### Given text
Most of the linguists I know have day jobs as teachers at universities and colleges to support their habits of research and writing. I spent a little over forty years in the classroom, first as a junior high English teacher, then six years teaching linguistics to undergrads, and the rest of the years struggling to help grad students become linguists. Shifting briefly into the Rumsfeldian mode, was it satisfying? Certainly. Was I successful? Hardly. Do I feel good now that it's over? You bet, although it's never really "over." Teaching goes on and on, as illustrated by a recent article in the New York Times (see here).
This article tells us about a CCNY political scientist, Stanley
Feingold, now 80 and long since retired, who keeps on keeping on. He
doesn't teach in the classroom anymore but his former students still
seek his counsel. Well, five times a year anyway at their luncheons in
New York, when they get him to fly from his home in Seattle to hold
still more seminars with their honored professor. Really neat, huh?

### Data listing
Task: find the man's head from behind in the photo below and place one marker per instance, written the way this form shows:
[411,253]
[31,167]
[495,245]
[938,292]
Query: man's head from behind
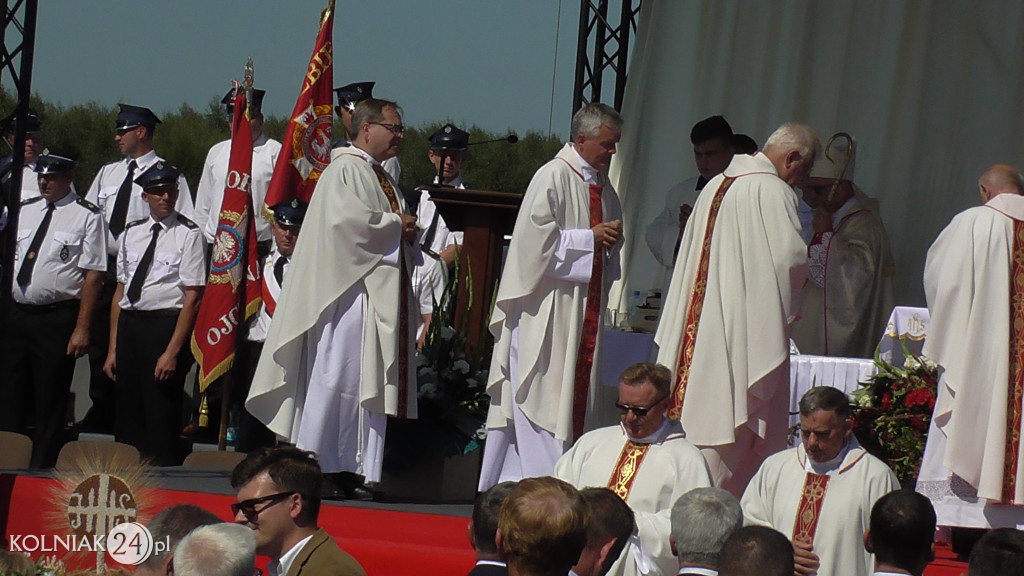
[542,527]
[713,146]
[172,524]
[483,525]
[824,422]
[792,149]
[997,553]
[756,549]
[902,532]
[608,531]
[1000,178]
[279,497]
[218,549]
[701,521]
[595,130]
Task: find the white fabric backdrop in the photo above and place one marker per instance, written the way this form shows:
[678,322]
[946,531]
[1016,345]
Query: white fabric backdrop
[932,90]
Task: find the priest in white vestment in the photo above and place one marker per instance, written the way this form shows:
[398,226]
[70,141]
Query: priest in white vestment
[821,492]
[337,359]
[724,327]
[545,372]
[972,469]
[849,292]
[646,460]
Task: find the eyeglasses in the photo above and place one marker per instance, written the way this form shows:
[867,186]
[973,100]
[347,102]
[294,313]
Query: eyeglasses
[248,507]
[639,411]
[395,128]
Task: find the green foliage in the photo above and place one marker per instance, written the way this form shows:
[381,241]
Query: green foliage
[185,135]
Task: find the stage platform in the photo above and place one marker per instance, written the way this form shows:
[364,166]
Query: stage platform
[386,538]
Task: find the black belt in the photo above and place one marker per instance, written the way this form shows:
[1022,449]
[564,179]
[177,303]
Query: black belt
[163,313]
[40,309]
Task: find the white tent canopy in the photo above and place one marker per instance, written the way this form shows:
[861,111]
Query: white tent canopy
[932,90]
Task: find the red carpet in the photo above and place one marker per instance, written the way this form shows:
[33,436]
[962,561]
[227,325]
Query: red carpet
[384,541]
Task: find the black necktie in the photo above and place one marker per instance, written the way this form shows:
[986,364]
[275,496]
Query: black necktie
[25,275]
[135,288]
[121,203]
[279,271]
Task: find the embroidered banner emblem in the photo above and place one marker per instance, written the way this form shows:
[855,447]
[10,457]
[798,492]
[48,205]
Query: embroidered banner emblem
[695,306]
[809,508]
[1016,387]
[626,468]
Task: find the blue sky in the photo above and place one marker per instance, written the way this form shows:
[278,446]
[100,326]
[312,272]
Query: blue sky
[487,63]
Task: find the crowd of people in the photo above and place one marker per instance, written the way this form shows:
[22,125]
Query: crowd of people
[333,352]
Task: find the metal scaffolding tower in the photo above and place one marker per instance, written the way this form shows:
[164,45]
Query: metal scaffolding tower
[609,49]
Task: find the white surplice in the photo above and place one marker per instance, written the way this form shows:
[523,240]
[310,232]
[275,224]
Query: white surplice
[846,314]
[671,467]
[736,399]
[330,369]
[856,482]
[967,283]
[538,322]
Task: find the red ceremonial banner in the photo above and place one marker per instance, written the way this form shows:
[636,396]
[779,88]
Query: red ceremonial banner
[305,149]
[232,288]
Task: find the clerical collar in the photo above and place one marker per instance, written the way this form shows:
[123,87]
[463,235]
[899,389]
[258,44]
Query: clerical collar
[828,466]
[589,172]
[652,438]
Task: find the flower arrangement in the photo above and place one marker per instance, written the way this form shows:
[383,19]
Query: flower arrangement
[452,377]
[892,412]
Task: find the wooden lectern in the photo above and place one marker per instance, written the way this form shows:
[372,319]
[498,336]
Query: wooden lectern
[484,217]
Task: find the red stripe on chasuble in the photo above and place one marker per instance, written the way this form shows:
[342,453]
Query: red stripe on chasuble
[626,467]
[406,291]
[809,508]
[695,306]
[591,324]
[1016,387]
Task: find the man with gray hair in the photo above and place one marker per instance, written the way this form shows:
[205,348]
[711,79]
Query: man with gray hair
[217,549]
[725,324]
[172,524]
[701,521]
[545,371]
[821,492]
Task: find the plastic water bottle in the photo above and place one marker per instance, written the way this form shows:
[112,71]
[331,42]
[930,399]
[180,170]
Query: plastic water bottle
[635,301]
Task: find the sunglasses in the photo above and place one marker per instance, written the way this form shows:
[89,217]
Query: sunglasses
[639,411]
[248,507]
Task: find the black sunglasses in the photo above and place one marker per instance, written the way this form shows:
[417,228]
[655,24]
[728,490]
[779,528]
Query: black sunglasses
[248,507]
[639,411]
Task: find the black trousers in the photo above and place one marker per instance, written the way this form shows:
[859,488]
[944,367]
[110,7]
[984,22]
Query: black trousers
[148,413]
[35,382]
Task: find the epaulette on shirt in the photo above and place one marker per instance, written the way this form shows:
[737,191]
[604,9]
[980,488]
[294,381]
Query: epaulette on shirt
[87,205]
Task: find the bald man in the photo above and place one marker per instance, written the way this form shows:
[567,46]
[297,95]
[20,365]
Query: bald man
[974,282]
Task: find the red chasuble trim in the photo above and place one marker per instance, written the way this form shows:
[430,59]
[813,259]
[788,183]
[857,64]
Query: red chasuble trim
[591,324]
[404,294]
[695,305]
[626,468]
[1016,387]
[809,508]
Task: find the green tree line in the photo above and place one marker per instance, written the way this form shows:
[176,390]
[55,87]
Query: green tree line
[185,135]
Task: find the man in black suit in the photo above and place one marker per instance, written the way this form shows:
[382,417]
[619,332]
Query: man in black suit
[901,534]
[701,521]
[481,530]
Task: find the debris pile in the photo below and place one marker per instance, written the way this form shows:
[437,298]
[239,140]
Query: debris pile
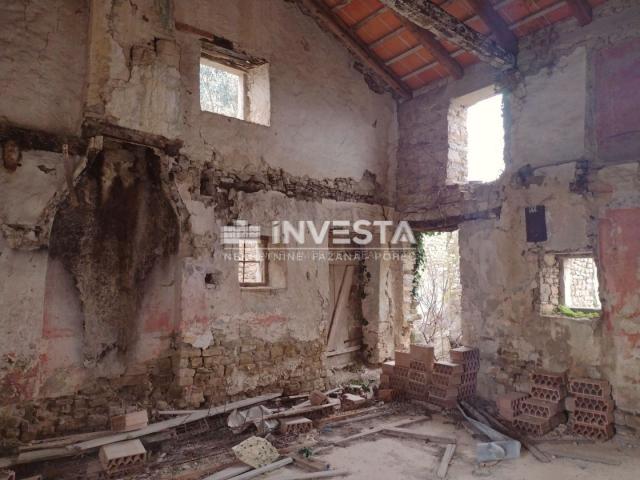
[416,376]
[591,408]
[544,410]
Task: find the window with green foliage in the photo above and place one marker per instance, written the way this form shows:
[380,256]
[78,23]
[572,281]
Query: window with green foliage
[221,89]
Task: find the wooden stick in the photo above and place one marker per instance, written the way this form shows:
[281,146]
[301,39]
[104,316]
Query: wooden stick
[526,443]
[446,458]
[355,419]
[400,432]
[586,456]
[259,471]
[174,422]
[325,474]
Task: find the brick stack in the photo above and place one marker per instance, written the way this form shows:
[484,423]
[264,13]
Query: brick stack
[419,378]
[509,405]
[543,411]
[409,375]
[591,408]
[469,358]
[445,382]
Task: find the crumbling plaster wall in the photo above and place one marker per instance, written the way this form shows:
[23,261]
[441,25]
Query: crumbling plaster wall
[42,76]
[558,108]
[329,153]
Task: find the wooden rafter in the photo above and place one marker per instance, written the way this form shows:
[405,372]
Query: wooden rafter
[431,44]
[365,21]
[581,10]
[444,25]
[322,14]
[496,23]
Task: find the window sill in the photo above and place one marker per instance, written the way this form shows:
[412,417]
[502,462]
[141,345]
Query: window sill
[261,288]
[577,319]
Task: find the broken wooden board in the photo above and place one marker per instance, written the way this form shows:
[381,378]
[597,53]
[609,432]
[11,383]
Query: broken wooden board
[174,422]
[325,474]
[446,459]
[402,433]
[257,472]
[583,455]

### Prompt A
In the essay on teaching, list each question the writer asks when shifting into the Rumsfeldian mode.
### Prompt B
Answer these questions from the essay on teaching:
(i) How long did the writer spend in the classroom?
(ii) For how many years did the writer teach linguistics to undergrads?
(iii) How many times a year do Stanley Feingold's former students hold their luncheons with him?
### Prompt C
Please carry on the essay on teaching from its last sentence.
The listing has no connection to the essay on teaching.

### Response A
- Was it satisfying?
- Was I successful?
- Do I feel good now that it's over?

### Response B
(i) A little over forty years.
(ii) Six years.
(iii) Five times a year.

### Response C
Looking back now, I find that I absorbed most of my own learning from
professors in whose classrooms I never had the opportunity to sit.
Their books and articles, papers given at conferences, correspondence,
and informal discussions did the job for me. Often it wasn't the
linguistic content that mattered most. It was their attitude, their
excitement, their advice, and their ways of expressing ideas. I've
never met Professor Feingold but I'll bet that he must have been one of
those who could communicate these qualities exceptionally well.
In today's world we honor publication and research (as we should, of
course) but we don't usually think about the other kind of
teaching we got, which is often the major cause of how we got where we
are. Information sources are now abounding but attitude, advice, and
encouragement comes from good teachers, giving hope for the importance
of teaching and the continuing future of the classroom setting. I can
list my own examples of linguistics teachers who made right-angle
turns in my life. Most of us can, if we take the time to think about
it.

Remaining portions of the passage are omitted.